### Material to process
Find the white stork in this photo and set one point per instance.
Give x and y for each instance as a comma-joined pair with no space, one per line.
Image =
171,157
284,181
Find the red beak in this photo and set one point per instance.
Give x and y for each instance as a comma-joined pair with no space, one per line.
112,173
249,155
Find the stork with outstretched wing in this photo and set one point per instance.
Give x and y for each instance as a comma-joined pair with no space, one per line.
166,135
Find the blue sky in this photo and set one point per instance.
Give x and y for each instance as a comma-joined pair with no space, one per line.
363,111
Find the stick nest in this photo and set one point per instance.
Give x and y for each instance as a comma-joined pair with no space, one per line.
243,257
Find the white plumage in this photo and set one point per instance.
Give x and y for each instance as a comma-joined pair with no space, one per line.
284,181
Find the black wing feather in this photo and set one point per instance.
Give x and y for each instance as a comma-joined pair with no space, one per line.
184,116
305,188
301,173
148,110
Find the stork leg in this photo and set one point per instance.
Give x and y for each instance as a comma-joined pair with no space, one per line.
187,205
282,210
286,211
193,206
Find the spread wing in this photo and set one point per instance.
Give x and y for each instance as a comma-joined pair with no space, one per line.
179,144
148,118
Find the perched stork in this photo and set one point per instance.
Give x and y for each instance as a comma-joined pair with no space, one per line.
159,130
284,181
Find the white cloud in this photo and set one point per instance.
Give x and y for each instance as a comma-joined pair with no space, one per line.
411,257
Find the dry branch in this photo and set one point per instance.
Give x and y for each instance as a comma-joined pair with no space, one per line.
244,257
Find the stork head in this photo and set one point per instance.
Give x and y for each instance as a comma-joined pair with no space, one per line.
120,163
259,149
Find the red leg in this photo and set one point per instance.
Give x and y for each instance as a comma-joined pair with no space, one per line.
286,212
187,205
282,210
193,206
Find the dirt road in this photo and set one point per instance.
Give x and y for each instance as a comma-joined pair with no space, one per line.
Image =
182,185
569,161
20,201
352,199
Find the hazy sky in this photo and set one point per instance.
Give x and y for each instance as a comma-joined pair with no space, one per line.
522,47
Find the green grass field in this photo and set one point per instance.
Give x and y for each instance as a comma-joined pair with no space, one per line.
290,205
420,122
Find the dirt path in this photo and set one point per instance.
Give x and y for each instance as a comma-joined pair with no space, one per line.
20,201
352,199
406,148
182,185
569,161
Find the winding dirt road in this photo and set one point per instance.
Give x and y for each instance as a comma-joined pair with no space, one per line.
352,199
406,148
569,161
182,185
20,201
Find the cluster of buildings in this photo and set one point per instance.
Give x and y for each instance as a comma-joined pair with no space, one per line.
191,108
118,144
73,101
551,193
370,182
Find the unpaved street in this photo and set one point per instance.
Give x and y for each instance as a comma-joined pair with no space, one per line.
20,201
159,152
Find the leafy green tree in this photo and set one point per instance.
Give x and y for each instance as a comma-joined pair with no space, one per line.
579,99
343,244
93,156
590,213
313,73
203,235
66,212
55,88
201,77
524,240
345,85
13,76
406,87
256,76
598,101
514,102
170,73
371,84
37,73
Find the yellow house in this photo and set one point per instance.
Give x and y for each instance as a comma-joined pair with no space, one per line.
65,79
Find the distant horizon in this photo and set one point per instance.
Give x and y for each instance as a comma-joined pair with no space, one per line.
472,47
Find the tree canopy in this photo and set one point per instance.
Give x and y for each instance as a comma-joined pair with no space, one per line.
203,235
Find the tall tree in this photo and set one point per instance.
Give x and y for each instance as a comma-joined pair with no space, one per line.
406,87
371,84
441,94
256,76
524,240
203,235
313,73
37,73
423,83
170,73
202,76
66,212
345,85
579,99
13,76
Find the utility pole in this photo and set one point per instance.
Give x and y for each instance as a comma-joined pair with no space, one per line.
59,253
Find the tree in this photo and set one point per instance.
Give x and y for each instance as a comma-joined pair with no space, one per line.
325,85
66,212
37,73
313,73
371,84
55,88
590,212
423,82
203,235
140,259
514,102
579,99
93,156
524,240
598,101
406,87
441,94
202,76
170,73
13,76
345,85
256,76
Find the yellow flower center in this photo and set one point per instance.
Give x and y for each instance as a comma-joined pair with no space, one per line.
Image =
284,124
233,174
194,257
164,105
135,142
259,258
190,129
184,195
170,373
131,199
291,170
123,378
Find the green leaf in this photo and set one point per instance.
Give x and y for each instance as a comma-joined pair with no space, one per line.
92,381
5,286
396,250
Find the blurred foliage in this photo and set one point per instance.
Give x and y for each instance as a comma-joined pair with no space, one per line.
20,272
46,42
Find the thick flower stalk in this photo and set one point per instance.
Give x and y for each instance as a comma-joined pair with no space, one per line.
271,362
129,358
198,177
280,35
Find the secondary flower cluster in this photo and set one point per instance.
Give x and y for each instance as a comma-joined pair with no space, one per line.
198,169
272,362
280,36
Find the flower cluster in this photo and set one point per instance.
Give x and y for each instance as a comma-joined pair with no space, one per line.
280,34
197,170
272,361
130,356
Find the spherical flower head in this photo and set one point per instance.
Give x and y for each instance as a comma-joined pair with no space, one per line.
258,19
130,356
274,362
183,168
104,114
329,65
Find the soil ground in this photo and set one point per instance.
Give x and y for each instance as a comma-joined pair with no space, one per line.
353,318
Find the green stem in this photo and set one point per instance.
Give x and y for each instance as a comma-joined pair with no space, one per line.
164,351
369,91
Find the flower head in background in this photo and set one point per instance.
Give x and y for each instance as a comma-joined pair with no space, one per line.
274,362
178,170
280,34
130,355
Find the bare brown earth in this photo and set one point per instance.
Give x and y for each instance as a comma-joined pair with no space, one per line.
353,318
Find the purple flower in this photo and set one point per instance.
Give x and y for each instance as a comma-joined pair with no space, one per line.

--

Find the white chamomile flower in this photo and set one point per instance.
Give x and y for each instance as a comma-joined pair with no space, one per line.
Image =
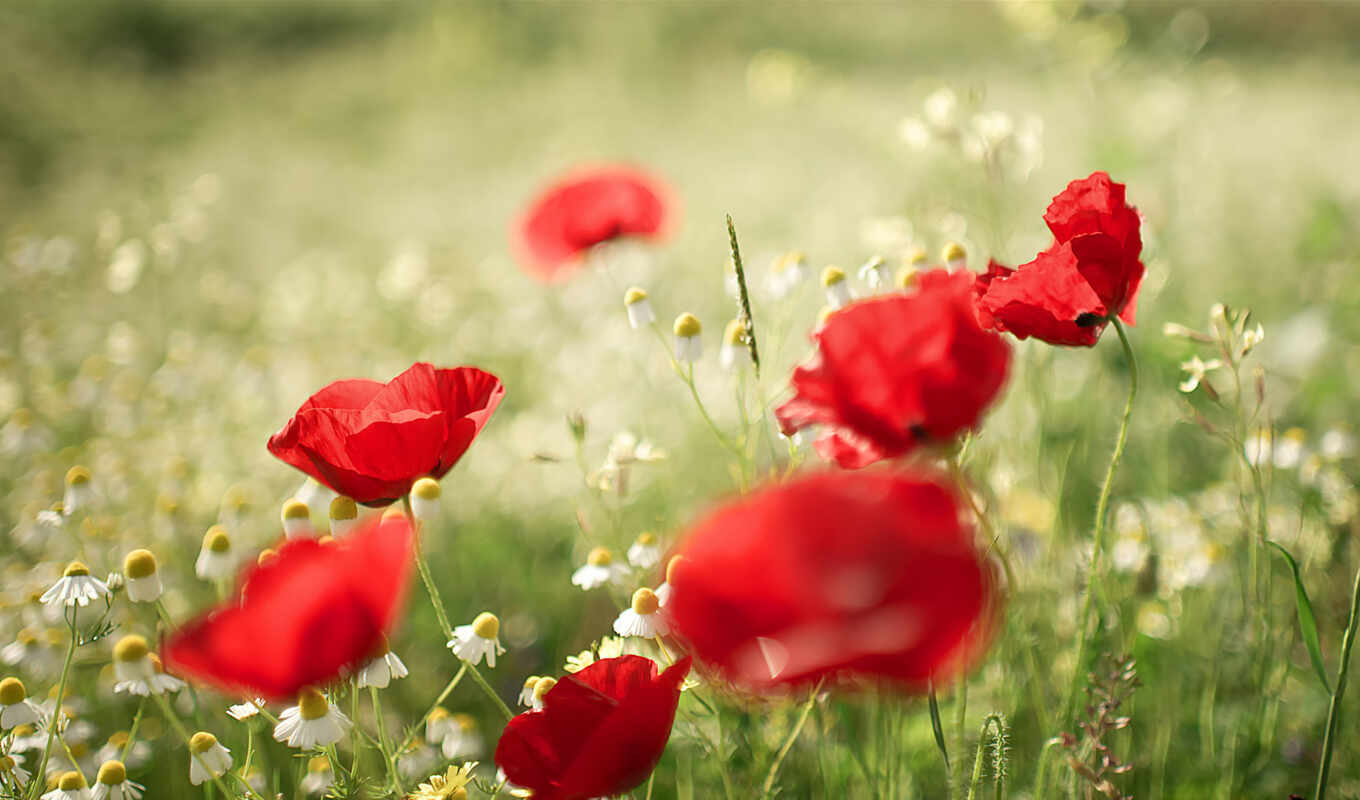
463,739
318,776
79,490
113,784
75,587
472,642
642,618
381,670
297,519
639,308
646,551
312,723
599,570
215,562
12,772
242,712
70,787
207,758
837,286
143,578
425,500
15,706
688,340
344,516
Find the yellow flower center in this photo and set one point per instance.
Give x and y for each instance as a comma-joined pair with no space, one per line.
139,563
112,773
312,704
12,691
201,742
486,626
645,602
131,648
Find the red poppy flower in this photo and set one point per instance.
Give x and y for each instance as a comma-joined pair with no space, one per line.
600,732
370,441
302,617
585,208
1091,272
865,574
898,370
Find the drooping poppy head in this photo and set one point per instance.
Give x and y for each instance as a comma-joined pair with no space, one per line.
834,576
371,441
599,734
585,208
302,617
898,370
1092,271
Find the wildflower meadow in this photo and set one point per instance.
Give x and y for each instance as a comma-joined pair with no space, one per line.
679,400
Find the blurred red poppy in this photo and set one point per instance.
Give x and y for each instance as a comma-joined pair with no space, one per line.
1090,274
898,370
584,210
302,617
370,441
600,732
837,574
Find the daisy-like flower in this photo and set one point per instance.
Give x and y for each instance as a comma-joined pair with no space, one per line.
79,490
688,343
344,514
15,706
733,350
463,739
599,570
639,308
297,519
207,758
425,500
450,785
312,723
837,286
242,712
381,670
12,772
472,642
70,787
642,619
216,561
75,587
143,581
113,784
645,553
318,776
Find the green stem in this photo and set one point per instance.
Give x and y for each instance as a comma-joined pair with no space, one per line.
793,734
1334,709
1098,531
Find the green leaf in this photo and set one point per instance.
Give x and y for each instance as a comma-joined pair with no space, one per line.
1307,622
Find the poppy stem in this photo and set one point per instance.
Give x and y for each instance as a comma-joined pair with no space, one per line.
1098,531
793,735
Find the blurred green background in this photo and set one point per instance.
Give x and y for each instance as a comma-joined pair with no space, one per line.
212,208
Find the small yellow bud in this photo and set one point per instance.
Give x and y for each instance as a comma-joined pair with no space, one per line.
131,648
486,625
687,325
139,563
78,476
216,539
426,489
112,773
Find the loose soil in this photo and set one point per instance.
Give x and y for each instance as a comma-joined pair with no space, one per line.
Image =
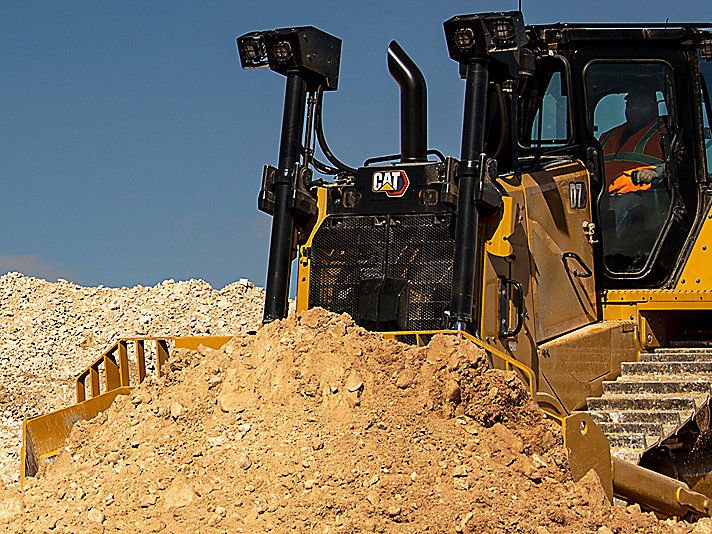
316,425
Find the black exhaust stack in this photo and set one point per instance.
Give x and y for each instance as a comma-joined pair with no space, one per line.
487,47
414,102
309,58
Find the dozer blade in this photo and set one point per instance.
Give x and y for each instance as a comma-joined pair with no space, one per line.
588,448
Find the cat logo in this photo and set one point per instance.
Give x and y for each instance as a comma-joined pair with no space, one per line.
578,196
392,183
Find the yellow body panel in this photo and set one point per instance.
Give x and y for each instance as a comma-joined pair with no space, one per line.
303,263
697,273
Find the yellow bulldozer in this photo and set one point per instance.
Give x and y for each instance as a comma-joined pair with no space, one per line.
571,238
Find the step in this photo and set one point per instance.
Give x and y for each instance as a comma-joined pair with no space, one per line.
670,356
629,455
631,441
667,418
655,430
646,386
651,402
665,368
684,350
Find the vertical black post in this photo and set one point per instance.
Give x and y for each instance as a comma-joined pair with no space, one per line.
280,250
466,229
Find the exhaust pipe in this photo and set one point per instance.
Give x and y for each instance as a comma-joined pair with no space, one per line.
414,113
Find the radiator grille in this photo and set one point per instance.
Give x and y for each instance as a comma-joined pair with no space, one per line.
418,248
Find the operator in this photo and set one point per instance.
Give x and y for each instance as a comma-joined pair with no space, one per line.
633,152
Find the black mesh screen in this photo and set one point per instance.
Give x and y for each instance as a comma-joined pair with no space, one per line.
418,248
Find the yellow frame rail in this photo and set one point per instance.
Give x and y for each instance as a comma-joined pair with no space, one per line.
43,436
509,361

==

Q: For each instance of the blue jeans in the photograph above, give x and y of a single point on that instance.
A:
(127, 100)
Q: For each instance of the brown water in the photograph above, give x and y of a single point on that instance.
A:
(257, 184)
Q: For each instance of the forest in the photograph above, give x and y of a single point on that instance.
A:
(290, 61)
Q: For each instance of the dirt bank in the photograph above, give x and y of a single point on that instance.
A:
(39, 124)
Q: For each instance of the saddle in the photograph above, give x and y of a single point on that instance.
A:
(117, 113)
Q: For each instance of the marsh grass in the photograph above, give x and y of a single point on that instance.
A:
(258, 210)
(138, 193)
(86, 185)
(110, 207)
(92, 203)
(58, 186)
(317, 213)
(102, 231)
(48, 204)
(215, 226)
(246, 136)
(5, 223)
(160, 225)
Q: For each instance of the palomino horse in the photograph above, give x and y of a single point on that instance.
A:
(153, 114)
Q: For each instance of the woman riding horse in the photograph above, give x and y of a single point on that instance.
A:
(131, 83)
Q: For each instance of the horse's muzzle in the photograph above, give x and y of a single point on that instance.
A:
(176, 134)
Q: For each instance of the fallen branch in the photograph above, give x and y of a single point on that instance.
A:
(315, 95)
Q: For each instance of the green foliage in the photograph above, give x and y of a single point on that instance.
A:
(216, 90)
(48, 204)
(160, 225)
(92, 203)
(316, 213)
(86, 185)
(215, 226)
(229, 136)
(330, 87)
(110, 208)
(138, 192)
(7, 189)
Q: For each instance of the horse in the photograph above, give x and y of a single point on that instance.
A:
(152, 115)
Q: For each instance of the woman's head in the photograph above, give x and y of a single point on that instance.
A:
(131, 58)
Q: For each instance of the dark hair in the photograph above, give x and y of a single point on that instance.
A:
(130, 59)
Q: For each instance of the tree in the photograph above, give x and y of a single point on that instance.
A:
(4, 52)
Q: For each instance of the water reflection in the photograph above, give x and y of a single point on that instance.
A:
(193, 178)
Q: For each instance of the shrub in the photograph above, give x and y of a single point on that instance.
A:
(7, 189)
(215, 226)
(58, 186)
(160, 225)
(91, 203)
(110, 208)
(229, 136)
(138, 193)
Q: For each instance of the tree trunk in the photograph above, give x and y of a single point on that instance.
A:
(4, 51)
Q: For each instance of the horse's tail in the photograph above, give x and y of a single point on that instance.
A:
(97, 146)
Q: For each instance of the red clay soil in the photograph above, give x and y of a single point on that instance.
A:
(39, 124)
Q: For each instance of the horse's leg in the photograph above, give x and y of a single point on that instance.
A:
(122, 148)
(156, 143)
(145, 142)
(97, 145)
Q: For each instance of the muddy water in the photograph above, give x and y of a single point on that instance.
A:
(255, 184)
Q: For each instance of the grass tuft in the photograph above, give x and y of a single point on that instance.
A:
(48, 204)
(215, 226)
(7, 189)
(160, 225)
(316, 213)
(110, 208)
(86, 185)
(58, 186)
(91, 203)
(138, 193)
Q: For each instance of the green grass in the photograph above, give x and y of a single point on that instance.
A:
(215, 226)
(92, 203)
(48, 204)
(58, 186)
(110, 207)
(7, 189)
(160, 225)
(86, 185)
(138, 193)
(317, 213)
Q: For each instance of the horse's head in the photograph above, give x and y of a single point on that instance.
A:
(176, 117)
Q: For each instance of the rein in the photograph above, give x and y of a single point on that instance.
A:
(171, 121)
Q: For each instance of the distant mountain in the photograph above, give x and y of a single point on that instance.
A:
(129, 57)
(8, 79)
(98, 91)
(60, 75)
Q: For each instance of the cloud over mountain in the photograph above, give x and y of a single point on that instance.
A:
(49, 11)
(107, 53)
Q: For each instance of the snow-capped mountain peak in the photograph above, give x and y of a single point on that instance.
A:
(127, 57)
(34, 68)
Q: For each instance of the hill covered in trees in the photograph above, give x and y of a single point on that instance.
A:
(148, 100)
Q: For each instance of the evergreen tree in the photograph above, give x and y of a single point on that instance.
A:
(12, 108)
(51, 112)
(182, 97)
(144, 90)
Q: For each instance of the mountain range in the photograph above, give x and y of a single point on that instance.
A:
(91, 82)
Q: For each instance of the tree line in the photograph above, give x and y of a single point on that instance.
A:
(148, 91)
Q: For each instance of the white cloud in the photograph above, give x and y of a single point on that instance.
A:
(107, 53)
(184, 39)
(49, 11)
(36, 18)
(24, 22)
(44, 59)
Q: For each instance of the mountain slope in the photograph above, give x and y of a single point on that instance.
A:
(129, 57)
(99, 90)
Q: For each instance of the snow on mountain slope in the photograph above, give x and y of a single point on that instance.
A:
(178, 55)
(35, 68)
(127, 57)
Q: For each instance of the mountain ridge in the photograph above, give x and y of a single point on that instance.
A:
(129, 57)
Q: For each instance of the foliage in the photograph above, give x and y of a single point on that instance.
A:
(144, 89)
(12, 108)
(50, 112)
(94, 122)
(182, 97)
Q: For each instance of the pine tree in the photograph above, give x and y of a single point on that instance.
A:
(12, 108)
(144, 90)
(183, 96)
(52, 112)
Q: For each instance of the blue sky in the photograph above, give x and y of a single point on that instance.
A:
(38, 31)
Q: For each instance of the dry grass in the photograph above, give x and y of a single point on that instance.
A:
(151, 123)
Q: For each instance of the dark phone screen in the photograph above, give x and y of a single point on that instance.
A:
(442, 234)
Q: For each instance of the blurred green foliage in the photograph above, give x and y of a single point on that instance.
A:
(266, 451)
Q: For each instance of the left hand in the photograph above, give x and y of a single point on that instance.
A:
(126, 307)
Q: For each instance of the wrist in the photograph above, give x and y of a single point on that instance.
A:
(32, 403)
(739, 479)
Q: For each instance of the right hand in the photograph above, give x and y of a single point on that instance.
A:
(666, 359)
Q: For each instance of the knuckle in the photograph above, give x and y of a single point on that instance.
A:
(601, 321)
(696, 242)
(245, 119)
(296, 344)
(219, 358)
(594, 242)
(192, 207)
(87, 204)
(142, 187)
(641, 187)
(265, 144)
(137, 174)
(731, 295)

### Work item
From the records above, extract exactly and only the lines that begin at the line with "Find the soil" and stop after the line with "Find the bare".

### Written response
Find the soil ground in this photo and set one point per instance.
Give x and y for each instance as a comma-joined pair with no space, one per line.
353,318
Find the green stem in this photo and set one point per instance.
Give x and y for each instance as a comma-joined pair with no space, one per line.
164,351
369,91
Find the flower head in background in this photo and set one point per instance.
Give x and y for each instance as a comma-joined pair with no space, one per line.
274,362
178,170
280,34
130,355
Find the bare brown earth in this photo and set one point per instance.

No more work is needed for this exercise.